Dataset extract:
- - - - - - -
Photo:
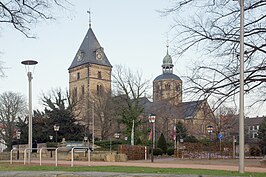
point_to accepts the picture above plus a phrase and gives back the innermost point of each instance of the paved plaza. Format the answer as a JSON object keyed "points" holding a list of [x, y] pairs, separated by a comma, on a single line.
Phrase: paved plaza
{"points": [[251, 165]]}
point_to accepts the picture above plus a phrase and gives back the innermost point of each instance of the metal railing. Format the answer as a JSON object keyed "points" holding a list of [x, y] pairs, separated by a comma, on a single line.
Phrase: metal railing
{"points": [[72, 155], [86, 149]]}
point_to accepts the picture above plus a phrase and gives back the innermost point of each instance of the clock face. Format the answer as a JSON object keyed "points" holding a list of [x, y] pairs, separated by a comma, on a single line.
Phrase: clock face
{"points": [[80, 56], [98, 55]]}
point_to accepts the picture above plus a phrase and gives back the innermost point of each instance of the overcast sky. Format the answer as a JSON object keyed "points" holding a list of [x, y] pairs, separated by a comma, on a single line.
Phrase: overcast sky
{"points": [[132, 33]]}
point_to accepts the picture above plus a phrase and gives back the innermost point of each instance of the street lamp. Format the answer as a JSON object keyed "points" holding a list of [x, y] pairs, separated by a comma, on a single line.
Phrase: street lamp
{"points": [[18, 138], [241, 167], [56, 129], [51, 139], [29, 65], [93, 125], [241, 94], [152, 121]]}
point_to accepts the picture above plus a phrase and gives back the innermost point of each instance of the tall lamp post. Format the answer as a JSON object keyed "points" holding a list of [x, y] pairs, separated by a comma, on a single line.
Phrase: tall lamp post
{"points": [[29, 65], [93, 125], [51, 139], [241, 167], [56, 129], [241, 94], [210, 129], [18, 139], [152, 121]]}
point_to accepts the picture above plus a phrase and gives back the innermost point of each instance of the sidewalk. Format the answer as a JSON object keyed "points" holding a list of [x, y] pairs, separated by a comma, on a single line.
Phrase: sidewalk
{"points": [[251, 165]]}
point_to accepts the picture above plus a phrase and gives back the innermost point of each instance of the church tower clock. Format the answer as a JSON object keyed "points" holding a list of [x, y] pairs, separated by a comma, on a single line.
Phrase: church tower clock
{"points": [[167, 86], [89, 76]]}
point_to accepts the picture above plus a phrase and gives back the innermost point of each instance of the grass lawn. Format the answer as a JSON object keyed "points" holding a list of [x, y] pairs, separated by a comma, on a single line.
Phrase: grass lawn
- - - - - - -
What to work on: Could the entries above be written out word for word, pictures excluded?

Solution to this task:
Photo:
point_to accepts the picture above plus a phrase and gives back the innermost point of each instance of the paved plaza. Format the answer as a JSON object keyed "points" holding a list of [x, y] pairs, separated by a comma, on a single line.
Phrase: paved plaza
{"points": [[251, 165]]}
point_to accepts the picture above plus a phrase and gives back the innermost point of each instance of the metal railing. Format the answer as a JSON object keyed "points" holding a list of [x, y] pairs, separated by a comma, on a single line.
Phrase: metal railing
{"points": [[72, 155], [86, 149]]}
point_to accepts the picture above plus a phrase and gives back the innermost point of each instance of the clock face. Format the answer as a JSON object keyed "points" holding a list of [x, y] pairs, separated by a comma, on a single line.
Phrase: clock face
{"points": [[80, 56], [98, 55]]}
point_to accepts the picture above plus a phrase and gives back the innermost point of each instance of the overcast sky. Format the answer as a JSON object keyed "points" holding a list of [x, y] pairs, separated by a comma, on a single line.
Phrase: overcast sky
{"points": [[132, 33]]}
point_to accepts the picture above plus a phrase and gives back the innermost point of each instance of the street lamp. Format the answer as a JSON object keyed "points" holding a list of [x, y] pairs, separated by a comma, on a single line.
Phrase: street lamp
{"points": [[18, 138], [241, 167], [56, 129], [51, 139], [29, 65], [93, 125], [241, 94], [152, 121]]}
point_to accepts the picture above plus a phrase and gives back the innermost point of each instance of the tall lamp post. Format the answer as a JSON object keyed "points" holding a list of [x, y] pairs, separated by a comma, on a single line.
Phrase: tall lamp post
{"points": [[29, 65], [93, 125], [51, 139], [241, 167], [56, 129], [241, 94], [210, 129], [18, 139], [152, 121]]}
point_to accepts the picture above plus a phrase and gives back the innermost point of each instance of the sidewalk. Format the answer as a JSON object keyed "points" holding a list of [x, y] pairs, separated by a comma, on a single line.
Phrase: sidewalk
{"points": [[251, 165]]}
point_to accepts the picture above plus a phrase and gives back the innermost point of each instance of the church tower clock. Format the answer as a JSON object keyed "points" holding a list of [x, y] pairs, separated by a comma, on a single line.
Phrase: church tower clock
{"points": [[167, 86], [89, 76]]}
point_to accepts the picture above plus a phrase and gives back the innermost point of each instance of the grass lawn. Format the answer as a JSON object keyed "points" holding a list of [x, y] pairs, separated by a comma, on a single line.
Phrase: grass lawn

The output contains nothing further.